Problem description
In this exercise, set down every entry that follows exactly as it appears.
___ Exercise materials
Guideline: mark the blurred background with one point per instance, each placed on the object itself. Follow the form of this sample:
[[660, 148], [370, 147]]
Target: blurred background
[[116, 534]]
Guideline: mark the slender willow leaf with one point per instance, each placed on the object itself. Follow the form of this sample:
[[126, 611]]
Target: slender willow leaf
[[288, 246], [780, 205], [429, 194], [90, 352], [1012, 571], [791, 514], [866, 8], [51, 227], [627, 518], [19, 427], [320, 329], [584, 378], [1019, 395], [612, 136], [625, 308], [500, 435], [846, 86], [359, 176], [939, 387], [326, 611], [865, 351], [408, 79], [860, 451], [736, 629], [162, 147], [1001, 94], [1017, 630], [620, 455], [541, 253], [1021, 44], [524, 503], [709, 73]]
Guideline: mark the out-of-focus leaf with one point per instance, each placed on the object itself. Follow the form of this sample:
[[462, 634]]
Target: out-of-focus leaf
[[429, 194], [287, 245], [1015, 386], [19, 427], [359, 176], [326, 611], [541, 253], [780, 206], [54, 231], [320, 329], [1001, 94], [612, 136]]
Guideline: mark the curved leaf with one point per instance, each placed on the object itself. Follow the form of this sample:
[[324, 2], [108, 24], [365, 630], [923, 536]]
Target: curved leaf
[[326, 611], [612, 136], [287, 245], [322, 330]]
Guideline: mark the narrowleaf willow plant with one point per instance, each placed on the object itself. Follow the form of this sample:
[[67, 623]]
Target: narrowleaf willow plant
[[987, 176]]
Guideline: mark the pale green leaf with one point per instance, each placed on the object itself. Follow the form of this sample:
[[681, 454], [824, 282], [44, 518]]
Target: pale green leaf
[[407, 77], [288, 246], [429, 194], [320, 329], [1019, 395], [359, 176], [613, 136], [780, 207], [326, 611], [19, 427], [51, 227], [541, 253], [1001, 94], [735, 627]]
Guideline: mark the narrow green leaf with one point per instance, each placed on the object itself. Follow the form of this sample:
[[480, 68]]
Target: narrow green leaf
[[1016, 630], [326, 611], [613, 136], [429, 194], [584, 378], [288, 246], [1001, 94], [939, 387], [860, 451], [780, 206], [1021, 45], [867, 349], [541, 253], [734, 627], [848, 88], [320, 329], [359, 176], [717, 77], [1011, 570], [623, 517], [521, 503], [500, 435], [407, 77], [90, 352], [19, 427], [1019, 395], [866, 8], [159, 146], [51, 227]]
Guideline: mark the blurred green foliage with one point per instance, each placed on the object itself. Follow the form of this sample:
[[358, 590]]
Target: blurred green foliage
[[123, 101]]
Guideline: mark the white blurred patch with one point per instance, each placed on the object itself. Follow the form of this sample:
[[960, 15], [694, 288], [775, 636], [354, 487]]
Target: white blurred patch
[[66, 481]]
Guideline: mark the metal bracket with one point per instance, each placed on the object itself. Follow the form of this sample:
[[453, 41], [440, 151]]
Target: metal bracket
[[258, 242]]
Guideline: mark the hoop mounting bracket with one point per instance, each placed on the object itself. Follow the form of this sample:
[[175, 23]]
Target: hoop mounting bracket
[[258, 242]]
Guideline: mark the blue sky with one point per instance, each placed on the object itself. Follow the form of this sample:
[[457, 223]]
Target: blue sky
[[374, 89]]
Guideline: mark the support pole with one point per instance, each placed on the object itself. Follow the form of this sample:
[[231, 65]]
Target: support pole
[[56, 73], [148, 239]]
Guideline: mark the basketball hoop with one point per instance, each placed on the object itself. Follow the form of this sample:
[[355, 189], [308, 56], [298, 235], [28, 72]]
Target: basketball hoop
______
Solution
Guideline: mark the blurred background with one point per instance, each placed on the object itself. Follow the form of this sample:
[[660, 148], [370, 147]]
Target: blurred background
[[116, 534]]
Guideline: mark the slender willow leaf with one point per instance, each placed on the object itself. Follow the form of this sample:
[[126, 611]]
Target: slender willow leaf
[[288, 246], [780, 205], [429, 194], [90, 352], [1012, 571], [791, 514], [866, 8], [51, 227], [627, 518], [19, 427], [320, 329], [584, 378], [1019, 395], [612, 136], [625, 308], [500, 435], [846, 86], [359, 176], [939, 387], [326, 611], [865, 351], [408, 79], [860, 451], [736, 629], [162, 147], [1001, 94], [1017, 630], [620, 455], [541, 253], [1021, 44], [524, 503], [709, 73]]
Guideline: mark the out-of-focus leaf with one point per instance, each placed on the object itself. Follow the form of this sample:
[[462, 634]]
Target: out-of-focus leaf
[[429, 194], [287, 245], [1015, 386], [19, 427], [359, 176], [326, 611], [541, 253], [780, 206], [54, 231], [320, 329], [1001, 94], [612, 136]]
Guideline: mark the curved leaf with one point per instance, each placed on the object itself. Follow the form of this sample:
[[324, 2], [108, 24], [365, 630], [923, 536]]
Target: curved leaf
[[326, 611], [612, 136], [287, 245], [322, 330]]
Guideline: mark the narrowleaf willow plant with one point per instance, each placed on the object itself. Follow the form of this sample:
[[67, 623]]
Target: narrowleaf willow plant
[[987, 176]]
Guideline: mark the pale green leaf with one point per instance, each placed on the object itself. Follow the form of this sample:
[[681, 454], [824, 282], [44, 518]]
Target: pale green leaf
[[407, 77], [288, 246], [429, 194], [320, 329], [1019, 395], [359, 176], [613, 136], [780, 207], [326, 611], [19, 427], [51, 227], [541, 253], [1001, 94], [735, 627]]
Guideline: mark the narrow green leaf with one point per instance, each placed on the object itself. Follow the form of this sample:
[[480, 68]]
Target: narrow green leaf
[[1016, 630], [326, 611], [613, 136], [429, 194], [584, 378], [288, 246], [1001, 94], [939, 387], [860, 451], [780, 206], [1021, 45], [867, 349], [541, 253], [734, 627], [848, 88], [320, 329], [359, 176], [717, 77], [1011, 570], [623, 517], [521, 503], [500, 435], [407, 77], [90, 352], [19, 427], [1019, 395], [866, 8], [159, 146], [51, 227]]
Guideline: mark the blurred green foliage with one point per instance, each placed on the object itself. Follow the form of this sample:
[[358, 590]]
Target: blurred green foliage
[[123, 101]]
Guideline: mark the white blurred patch with one point per instance, each placed on the object itself. Follow the form of this sample:
[[960, 15], [694, 288], [775, 636], [354, 487]]
Target: white blurred patch
[[66, 481]]
Guideline: mark the metal bracket with one point per instance, each placed on the object itself. Follow the form of this sample:
[[453, 41], [440, 151]]
Target: metal bracket
[[258, 242]]
Guideline: mark the hoop mounting bracket with one point per instance, each placed on the object itself. Follow the form of this sample:
[[175, 23]]
Target: hoop mounting bracket
[[258, 242]]
Guideline: mark the blue sky with one point per instance, each placed on the object itself. Follow the form of this sample:
[[457, 223]]
Target: blue sky
[[374, 89]]
Guideline: mark the support pole with one point per instance, each placed on the object itself. Follow the form of this sample:
[[231, 65]]
Target: support pole
[[56, 73], [148, 239]]
Guideline: mark the basketball hoop with one point per instance, each placed on the object itself. Follow the form of this sample:
[[355, 189], [308, 56], [298, 235], [28, 72]]
Target: basketball hoop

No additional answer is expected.